**Stated goal:** Rename "dormer window" to "attic window" in the part of the rows that opens with the line containing "the ornate carved" and closes with the line containing "(1160, 152)", then give only that part with the rest unchanged.

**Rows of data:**
□ □ □

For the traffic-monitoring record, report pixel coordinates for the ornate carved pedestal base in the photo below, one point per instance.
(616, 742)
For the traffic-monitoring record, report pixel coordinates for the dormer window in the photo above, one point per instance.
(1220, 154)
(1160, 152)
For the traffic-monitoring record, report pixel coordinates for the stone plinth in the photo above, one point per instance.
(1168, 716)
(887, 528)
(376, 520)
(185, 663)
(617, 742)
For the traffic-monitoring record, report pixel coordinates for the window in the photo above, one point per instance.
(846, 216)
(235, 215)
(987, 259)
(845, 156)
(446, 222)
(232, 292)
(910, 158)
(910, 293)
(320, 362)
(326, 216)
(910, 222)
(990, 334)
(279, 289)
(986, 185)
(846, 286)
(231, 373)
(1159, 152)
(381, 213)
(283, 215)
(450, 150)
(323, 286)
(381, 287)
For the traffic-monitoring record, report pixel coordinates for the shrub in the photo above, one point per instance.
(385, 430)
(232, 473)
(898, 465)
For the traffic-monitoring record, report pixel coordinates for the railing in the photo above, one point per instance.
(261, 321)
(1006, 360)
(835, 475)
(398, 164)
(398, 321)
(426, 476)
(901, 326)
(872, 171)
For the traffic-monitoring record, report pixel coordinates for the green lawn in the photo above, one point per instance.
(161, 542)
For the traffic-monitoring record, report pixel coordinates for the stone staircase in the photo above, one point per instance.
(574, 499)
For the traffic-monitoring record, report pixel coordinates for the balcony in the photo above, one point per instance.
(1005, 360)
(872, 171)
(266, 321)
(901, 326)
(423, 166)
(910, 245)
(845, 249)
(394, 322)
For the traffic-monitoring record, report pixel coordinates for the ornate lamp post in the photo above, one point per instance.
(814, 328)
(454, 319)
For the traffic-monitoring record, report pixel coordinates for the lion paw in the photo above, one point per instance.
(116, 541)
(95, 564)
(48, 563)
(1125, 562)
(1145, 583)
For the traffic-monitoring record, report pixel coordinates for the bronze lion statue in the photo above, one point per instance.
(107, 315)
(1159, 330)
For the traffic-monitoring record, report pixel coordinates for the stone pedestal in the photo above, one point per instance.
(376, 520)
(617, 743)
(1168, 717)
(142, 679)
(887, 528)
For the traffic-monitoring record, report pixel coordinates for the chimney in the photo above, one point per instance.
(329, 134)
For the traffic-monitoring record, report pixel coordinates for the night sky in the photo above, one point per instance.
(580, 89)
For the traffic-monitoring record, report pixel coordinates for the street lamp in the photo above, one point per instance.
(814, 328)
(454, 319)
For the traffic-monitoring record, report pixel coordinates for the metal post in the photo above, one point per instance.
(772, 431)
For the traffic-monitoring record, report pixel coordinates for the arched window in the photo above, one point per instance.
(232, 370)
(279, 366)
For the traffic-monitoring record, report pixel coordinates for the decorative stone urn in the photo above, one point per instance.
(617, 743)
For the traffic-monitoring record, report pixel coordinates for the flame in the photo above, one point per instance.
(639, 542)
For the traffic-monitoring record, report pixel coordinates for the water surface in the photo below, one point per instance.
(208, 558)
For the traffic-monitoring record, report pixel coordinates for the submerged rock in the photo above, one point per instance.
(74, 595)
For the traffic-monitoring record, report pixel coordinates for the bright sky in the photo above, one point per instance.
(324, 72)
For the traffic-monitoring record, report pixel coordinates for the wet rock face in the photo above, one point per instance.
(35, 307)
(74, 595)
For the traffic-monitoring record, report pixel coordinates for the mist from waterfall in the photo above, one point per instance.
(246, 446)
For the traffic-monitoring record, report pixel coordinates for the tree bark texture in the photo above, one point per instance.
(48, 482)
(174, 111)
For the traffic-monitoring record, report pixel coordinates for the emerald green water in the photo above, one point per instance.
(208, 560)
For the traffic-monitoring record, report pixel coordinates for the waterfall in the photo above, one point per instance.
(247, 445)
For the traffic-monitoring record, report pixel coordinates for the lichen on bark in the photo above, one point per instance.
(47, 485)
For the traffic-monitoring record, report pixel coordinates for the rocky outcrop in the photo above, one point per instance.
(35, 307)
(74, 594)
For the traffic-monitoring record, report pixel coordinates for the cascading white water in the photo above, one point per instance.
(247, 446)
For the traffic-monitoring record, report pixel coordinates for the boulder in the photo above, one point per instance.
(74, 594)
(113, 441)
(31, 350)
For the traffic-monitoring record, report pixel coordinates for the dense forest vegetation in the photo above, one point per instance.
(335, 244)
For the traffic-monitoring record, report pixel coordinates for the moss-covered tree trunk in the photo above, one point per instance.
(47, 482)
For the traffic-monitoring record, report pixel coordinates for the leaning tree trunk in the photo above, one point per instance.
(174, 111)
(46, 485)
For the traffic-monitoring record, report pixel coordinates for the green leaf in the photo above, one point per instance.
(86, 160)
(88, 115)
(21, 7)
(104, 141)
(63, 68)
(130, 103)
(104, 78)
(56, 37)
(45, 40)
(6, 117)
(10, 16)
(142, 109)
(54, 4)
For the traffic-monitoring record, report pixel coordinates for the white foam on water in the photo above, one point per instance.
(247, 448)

□ □ □

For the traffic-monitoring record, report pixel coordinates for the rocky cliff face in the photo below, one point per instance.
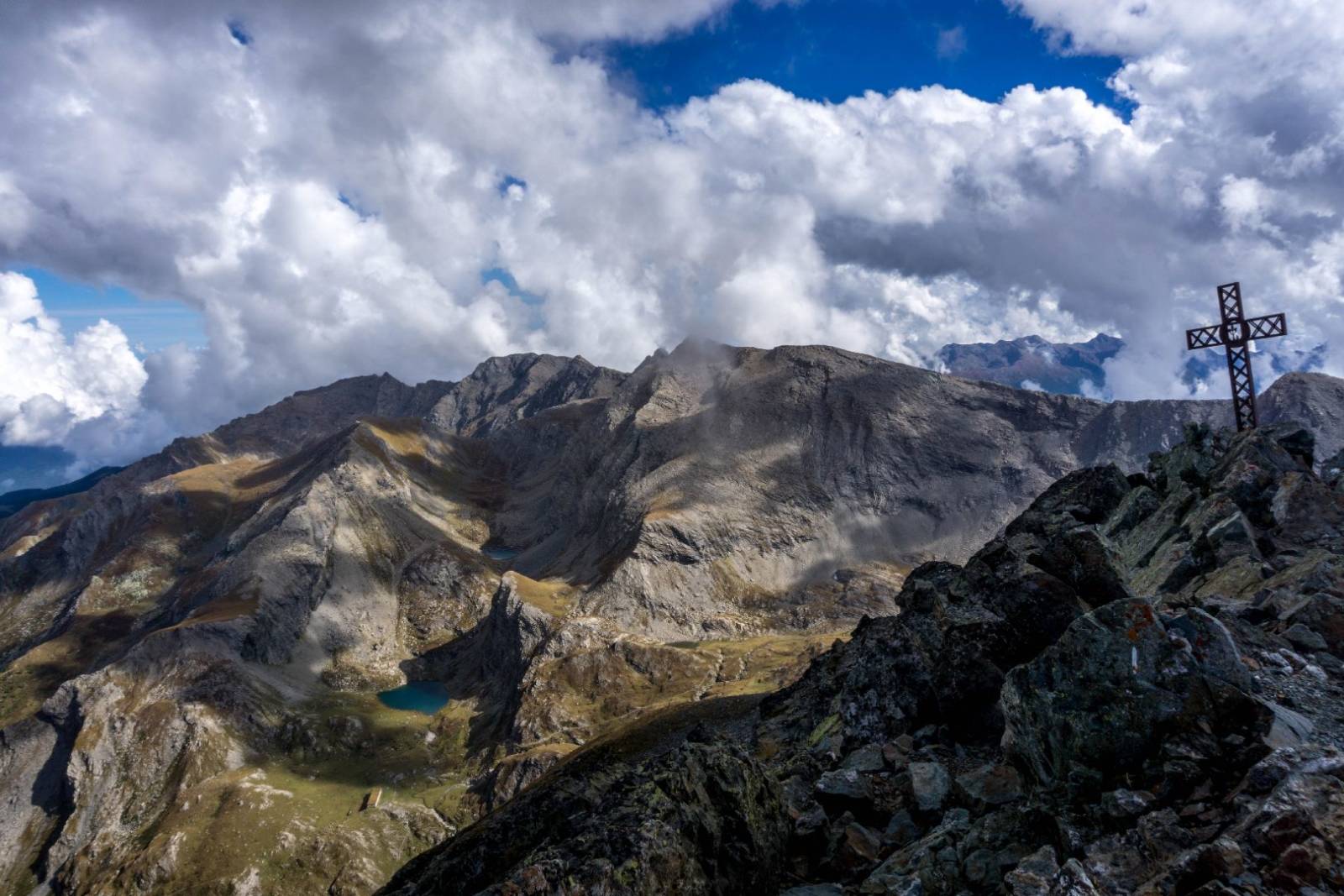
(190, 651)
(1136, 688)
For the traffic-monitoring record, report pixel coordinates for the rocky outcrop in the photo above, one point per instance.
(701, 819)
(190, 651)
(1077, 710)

□ □ □

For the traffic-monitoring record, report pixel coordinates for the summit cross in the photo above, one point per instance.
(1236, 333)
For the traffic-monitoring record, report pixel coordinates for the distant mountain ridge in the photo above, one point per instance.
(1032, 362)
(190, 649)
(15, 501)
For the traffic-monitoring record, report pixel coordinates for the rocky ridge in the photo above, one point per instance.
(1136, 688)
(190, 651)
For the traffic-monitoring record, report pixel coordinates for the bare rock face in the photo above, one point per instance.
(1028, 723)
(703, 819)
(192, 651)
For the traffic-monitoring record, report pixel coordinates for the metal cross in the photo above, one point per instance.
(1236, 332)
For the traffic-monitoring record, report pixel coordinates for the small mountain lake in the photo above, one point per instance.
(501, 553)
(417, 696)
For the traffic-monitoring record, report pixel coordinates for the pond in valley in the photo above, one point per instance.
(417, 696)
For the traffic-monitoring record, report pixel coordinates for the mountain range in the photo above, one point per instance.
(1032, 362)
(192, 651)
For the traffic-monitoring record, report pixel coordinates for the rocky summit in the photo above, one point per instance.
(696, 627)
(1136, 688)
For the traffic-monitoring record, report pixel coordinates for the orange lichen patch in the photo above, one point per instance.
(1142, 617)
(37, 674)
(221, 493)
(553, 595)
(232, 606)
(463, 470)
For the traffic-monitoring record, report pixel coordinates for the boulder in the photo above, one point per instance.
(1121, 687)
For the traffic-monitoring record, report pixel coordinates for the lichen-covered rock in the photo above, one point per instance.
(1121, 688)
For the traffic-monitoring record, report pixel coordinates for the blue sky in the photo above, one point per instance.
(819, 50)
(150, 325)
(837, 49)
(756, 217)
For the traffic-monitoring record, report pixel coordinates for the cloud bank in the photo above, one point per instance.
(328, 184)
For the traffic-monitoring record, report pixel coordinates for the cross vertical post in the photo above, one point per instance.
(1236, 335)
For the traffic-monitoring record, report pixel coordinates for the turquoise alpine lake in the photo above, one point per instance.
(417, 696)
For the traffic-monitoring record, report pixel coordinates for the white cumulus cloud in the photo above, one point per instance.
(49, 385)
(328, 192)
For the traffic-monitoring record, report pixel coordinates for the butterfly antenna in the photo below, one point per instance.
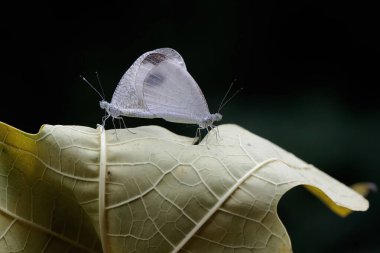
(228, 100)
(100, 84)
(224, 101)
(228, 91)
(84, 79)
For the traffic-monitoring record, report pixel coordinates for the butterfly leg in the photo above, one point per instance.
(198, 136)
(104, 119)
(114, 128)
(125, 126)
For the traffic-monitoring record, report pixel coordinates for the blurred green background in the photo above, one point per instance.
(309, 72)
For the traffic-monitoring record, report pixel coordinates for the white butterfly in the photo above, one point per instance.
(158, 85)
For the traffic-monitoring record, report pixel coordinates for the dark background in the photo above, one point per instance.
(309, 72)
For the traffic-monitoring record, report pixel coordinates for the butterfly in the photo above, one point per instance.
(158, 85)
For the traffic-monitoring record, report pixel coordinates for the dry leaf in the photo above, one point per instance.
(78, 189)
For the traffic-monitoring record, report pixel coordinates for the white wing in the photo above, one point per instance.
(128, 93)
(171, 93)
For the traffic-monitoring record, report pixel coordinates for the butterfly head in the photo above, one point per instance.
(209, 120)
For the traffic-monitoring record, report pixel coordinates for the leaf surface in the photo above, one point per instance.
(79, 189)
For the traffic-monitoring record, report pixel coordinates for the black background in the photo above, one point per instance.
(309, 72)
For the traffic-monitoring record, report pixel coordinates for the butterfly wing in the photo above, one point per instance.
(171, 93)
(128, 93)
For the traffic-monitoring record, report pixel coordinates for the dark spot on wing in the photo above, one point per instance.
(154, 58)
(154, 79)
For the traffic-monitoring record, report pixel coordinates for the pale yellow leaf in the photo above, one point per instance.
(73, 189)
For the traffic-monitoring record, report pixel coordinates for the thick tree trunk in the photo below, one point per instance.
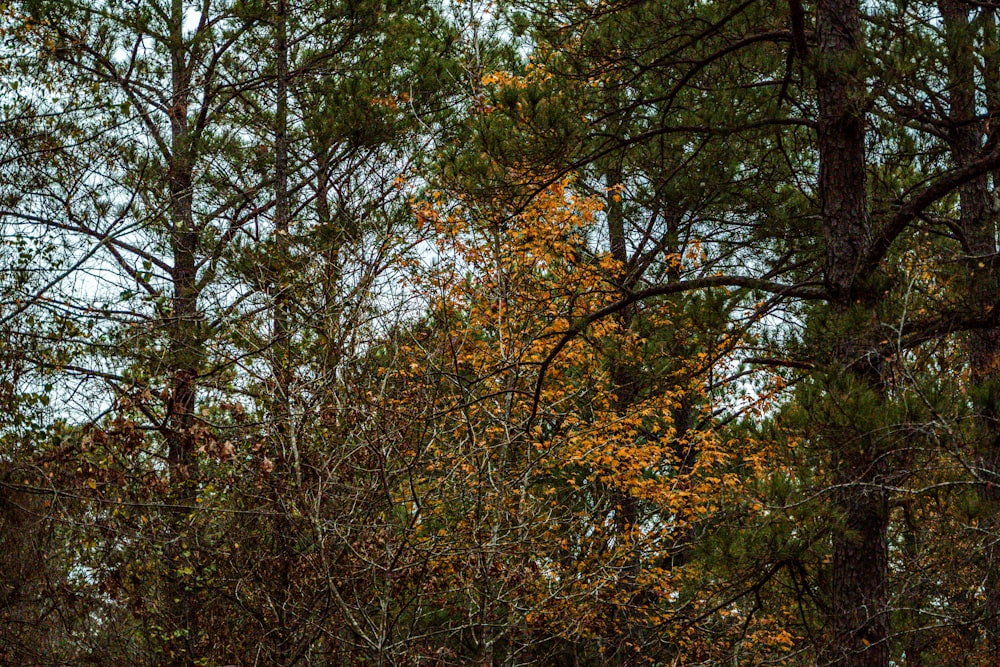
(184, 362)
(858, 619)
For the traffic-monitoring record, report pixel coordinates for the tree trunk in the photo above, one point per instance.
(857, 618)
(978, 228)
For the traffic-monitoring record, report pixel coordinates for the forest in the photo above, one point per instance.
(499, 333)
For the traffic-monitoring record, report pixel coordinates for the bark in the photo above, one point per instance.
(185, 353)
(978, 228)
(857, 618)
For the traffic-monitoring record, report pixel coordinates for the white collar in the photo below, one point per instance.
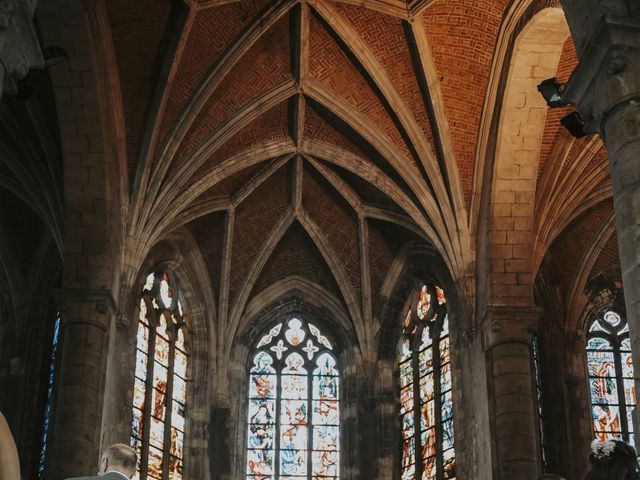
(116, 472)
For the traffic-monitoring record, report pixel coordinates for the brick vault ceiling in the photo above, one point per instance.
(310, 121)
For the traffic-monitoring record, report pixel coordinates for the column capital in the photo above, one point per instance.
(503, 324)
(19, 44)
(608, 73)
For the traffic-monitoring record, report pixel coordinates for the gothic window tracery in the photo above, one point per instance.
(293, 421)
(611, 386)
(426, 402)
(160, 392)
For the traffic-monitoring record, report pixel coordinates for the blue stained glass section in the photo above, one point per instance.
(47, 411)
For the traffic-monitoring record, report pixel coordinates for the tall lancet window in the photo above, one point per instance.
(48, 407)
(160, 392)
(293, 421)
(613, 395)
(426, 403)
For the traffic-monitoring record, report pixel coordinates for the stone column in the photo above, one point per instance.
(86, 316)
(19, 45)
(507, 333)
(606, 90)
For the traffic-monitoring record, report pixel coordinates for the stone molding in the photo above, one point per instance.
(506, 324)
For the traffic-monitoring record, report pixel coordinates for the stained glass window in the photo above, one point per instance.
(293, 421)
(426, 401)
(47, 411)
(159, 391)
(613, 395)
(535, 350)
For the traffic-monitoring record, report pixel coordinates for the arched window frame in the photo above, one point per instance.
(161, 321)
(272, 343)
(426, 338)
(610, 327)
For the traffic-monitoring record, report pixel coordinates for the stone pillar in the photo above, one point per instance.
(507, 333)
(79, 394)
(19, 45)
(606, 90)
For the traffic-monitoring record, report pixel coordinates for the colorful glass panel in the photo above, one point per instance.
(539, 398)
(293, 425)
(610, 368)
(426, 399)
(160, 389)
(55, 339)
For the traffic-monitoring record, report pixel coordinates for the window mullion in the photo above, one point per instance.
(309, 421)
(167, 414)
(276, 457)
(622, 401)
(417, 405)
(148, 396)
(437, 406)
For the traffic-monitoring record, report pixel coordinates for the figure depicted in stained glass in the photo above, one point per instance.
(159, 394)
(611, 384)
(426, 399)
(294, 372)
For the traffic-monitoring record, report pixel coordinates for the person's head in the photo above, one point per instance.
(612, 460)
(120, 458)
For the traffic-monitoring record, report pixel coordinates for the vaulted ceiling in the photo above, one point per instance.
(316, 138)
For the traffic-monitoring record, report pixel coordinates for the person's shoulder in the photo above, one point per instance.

□ □ □

**Output for this exercise:**
For the traffic-monitoring record, report pixel coordinates for the ornate carved pedestal base in the photo below, one point per instance.
(616, 742)
For the traffic-monitoring record, report pixel coordinates for the attic window in the photo above, one point per instance.
(1220, 154)
(1160, 152)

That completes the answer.